What you are asked to do = For the entries below, say how many lines include the word "dark" and add nothing else.

Records for the task START

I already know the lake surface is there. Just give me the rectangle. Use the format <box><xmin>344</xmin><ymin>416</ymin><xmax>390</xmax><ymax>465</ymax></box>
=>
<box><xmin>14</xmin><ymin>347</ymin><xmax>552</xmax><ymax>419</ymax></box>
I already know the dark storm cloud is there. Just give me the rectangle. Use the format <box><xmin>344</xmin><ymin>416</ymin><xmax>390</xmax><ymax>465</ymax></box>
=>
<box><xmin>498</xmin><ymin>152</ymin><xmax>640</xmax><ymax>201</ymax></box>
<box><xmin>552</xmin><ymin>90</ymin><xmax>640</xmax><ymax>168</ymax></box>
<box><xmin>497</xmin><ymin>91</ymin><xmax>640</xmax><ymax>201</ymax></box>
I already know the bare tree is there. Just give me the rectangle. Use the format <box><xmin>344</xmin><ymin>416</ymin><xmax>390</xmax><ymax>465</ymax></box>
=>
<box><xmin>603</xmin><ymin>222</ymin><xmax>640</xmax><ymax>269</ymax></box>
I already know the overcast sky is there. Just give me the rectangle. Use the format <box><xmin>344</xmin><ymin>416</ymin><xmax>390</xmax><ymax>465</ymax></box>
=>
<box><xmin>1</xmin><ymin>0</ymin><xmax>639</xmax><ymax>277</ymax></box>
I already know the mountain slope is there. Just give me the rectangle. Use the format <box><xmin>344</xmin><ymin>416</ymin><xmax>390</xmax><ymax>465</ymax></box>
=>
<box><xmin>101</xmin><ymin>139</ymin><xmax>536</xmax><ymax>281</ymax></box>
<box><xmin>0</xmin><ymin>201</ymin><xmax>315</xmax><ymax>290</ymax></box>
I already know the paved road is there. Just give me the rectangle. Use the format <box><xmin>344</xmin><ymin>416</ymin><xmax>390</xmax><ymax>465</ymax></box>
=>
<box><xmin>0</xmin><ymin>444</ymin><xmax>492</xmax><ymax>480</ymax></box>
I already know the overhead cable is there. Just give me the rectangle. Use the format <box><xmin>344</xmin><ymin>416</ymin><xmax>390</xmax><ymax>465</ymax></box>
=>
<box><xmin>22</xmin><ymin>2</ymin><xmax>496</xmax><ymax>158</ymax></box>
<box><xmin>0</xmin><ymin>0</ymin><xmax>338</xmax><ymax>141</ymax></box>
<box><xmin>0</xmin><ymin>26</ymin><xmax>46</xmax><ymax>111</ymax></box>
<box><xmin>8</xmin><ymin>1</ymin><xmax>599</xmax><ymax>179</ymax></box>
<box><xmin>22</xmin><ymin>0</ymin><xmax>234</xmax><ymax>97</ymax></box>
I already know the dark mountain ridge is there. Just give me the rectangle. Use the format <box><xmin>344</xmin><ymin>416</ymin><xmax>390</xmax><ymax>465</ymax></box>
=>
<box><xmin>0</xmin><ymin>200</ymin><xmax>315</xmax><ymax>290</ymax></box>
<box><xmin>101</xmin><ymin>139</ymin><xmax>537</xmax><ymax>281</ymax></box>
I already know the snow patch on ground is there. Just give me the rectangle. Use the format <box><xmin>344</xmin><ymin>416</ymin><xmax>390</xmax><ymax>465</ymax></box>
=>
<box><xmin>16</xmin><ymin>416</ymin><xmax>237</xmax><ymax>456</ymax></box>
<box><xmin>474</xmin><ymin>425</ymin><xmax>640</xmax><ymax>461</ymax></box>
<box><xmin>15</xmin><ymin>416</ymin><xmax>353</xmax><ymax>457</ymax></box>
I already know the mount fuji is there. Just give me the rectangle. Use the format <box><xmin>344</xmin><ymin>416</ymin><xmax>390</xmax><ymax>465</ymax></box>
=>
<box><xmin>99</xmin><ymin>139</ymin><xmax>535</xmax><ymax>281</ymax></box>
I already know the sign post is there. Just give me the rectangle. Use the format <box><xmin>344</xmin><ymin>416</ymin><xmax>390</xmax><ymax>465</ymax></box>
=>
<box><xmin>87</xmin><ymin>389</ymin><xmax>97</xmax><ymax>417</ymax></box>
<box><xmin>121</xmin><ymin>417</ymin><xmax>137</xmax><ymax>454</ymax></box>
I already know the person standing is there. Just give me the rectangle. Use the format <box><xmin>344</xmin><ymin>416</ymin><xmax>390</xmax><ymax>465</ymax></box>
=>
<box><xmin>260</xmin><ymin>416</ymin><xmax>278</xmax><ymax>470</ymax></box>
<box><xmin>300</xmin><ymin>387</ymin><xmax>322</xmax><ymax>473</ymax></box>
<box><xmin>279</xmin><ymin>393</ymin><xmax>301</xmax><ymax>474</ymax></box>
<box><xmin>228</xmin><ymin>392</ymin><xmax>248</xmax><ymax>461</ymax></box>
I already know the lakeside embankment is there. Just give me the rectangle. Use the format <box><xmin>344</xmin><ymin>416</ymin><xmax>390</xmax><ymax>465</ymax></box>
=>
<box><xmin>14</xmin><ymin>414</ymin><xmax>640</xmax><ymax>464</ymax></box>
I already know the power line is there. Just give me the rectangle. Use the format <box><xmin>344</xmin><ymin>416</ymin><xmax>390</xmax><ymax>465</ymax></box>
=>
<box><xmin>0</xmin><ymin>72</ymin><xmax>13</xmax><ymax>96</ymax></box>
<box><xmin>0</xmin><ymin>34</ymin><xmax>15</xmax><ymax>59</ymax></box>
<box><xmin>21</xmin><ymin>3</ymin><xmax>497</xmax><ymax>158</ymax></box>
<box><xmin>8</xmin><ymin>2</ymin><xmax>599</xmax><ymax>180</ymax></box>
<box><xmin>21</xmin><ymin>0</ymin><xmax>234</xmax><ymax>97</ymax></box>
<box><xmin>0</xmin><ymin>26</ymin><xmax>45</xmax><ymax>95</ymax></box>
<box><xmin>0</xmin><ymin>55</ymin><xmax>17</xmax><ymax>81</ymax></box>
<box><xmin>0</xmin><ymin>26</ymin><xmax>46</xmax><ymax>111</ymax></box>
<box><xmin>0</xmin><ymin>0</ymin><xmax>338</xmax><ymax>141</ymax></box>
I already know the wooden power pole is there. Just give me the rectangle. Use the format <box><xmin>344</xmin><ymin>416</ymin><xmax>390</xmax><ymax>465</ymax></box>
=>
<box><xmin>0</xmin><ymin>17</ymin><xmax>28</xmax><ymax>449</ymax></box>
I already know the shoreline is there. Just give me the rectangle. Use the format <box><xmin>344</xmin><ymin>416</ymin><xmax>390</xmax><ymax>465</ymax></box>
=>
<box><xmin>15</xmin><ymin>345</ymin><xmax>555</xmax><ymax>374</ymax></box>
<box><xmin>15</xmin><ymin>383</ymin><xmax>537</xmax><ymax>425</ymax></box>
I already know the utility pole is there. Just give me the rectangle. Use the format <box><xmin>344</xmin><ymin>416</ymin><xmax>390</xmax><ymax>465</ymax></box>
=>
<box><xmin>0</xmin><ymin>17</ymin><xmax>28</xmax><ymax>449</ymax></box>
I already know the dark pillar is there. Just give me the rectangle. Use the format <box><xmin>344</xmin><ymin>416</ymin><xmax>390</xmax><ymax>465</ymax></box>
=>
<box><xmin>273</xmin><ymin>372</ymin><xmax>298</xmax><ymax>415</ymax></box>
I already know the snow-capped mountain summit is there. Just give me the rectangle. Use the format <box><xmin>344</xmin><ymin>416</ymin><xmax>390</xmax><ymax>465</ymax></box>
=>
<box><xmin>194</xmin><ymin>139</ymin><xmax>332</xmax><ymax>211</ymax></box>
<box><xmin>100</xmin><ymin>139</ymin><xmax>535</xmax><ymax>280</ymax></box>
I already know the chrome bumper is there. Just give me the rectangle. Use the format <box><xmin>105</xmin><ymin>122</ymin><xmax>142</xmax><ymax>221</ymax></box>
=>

Records for the task END

Solution for this task = 3